Short exercise A> Summarize the Washington basketball excerpt in two sentences.
Short exercise B> According to the Washington basketball excerpt, which player will probably see an expanded role once Bradley Beal is back in the lineup?
Short exercise C> Retype the stretch of the Washington basketball excerpt from "Ironically, the disconcerting" through "success shooting three-pointers.".

** Start Document excerpt **

Ironically, the disconcerting stretch was the 23-11 run they had from the All-Star break through their Round 1 series against Chicago. A lot of their newfound success came as a result of John Wall suddenly shooting over 40 percent from three (46-for-113) despite shooting just 32.1 percent from three over the first 53 games of the season, and a dreadful 24.3 percent over his first three seasons in the league.

In other words, yes, Washington made a big step forward at the end of last season, but to assume they continue that performance would be to assume John Wall sustains what statistically would seem like an unsustainable rate of success shooting three-pointers.

The first month of the season or so could be rough. If Wall regresses back to his previous level of long-range accuracy, it will be tough to find spacing, as Bradley Beal will be out of the lineup with a wrist fracture. Last year’s small forward, Trevor Ariza (40.7 percent from deep) has been replaced by Paul Pierce, who has shot just 37.4 percent from deep over his last four seasons. Having Pierce for the first month will probably actually be better than having Ariza, if only because Pierce is a better shot-creator off the dribble, and Washington will need that with Beal out of the lineup, but once Beal returns, Pierce becomes somewhat redundant, and it would probably be better to have someone like Ariza, who can just spot up in the corner and stay out of the way. With Beal back in the lineup, Martell Webster will probably see an expanded role.

** End Document excerpt **
** Start Excerpted records **

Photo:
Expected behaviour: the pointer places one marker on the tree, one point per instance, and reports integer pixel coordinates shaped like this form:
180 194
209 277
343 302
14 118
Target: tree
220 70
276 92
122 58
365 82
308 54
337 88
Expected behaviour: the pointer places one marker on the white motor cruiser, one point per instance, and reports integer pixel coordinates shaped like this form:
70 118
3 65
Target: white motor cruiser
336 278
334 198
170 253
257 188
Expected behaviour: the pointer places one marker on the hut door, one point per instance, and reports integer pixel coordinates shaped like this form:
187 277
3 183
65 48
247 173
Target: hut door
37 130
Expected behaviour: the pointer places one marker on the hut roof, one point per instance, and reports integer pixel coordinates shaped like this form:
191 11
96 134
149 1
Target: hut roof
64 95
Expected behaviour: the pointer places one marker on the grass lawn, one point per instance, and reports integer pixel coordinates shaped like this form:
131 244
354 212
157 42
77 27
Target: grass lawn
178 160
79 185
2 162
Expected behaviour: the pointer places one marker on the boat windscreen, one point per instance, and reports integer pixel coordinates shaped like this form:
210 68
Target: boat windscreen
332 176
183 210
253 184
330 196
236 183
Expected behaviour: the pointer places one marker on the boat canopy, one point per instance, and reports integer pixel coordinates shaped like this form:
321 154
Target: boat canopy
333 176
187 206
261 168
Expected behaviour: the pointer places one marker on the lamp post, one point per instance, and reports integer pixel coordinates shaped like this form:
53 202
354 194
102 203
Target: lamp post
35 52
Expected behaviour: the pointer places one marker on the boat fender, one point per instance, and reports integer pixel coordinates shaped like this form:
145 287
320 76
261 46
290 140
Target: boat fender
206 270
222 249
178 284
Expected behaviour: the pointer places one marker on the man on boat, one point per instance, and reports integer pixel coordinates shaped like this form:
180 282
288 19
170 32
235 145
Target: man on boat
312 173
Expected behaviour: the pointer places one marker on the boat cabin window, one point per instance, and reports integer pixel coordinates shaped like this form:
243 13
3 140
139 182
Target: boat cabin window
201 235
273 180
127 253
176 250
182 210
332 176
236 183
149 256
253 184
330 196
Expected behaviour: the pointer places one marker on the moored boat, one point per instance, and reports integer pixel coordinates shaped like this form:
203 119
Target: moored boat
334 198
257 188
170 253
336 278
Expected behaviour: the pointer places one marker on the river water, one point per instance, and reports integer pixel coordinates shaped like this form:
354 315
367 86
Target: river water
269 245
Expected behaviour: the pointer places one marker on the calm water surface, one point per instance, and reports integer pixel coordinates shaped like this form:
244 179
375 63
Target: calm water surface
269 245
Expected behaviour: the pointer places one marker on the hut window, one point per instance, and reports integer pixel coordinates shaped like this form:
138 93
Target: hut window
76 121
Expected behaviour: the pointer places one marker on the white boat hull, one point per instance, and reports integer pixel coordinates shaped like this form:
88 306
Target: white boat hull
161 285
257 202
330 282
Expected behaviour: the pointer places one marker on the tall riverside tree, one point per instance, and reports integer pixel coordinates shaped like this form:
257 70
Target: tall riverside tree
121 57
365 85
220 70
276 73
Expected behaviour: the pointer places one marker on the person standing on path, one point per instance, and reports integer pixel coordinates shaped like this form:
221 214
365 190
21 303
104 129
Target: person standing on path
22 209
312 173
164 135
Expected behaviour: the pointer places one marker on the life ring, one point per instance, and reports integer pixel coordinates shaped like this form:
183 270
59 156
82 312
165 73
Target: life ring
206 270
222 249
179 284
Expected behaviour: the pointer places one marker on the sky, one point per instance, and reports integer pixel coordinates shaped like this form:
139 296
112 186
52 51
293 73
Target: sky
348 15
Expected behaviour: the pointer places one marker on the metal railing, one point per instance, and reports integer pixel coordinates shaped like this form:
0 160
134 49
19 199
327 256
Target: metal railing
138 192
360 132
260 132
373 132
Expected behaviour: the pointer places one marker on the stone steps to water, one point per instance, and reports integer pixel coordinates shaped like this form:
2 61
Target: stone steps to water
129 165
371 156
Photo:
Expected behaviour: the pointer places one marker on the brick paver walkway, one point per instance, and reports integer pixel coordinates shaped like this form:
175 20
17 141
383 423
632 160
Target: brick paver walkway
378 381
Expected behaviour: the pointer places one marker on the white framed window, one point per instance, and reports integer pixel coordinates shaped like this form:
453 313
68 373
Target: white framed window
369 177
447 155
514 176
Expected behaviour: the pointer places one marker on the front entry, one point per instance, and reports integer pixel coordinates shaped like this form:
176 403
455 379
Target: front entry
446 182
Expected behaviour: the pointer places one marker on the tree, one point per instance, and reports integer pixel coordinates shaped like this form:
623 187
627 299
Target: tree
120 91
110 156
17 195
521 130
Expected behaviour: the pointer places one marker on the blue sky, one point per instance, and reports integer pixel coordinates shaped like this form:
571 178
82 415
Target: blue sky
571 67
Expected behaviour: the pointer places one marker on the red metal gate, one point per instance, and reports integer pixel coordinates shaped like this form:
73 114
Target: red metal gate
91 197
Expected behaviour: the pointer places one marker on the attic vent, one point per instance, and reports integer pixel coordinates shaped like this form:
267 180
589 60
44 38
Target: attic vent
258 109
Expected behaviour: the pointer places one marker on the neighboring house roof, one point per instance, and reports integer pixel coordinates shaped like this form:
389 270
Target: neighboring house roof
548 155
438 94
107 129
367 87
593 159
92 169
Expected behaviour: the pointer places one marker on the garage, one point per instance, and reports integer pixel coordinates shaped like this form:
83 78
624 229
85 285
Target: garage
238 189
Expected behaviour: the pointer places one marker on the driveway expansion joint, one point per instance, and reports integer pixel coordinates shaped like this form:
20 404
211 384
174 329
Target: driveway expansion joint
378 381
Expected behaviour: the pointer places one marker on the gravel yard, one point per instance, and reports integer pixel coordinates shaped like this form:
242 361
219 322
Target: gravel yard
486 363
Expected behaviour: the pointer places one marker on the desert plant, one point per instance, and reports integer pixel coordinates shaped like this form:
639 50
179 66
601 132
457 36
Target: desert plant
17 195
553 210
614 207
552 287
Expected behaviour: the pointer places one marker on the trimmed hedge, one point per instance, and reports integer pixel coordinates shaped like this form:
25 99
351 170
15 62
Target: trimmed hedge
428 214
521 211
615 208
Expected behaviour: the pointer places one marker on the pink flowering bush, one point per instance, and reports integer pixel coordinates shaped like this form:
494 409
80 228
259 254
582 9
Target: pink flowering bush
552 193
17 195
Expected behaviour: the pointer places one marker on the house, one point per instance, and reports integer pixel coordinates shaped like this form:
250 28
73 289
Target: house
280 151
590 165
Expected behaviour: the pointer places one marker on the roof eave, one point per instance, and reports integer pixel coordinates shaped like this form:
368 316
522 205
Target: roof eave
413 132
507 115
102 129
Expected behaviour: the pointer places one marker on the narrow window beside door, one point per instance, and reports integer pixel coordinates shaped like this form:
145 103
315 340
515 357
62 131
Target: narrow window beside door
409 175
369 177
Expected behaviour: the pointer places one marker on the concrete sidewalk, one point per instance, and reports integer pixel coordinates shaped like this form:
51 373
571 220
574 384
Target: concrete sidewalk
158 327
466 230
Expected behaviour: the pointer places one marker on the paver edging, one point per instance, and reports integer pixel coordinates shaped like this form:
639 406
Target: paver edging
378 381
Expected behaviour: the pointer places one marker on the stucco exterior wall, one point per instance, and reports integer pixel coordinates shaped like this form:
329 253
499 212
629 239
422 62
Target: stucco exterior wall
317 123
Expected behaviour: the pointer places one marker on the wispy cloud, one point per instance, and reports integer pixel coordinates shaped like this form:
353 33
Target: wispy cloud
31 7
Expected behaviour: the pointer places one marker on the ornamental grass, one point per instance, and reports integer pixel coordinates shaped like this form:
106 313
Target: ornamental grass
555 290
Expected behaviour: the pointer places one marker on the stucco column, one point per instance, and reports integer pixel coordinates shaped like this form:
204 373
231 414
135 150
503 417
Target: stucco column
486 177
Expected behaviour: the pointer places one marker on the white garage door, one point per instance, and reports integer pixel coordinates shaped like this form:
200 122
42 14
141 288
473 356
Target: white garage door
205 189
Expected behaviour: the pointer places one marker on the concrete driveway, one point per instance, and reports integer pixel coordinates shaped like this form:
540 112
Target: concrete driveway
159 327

** End Excerpted records **

Exercise response A> Washington went 23-11 from the All-Star break through its first-round series against Chicago, a run driven largely by John Wall suddenly shooting over 40 percent from three, a rate that statistically seems unsustainable given his earlier numbers. The first month of the season could be rough because Bradley Beal is out with a wrist fracture and Paul Pierce has replaced Trevor Ariza, though Pierce's shot creation off the dribble should help until Beal returns.

Exercise response B> Martell Webster.

Exercise response C>
Ironically, the disconcerting stretch was the 23-11 run they had from the All-Star break through their Round 1 series against Chicago. A lot of their newfound success came as a result of John Wall suddenly shooting over 40 percent from three (46-for-113) despite shooting just 32.1 percent from three over the first 53 games of the season, and a dreadful 24.3 percent over his first three seasons in the league.

In other words, yes, Washington made a big step forward at the end of last season, but to assume they continue that performance would be to assume John Wall sustains what statistically would seem like an unsustainable rate of success shooting three-pointers.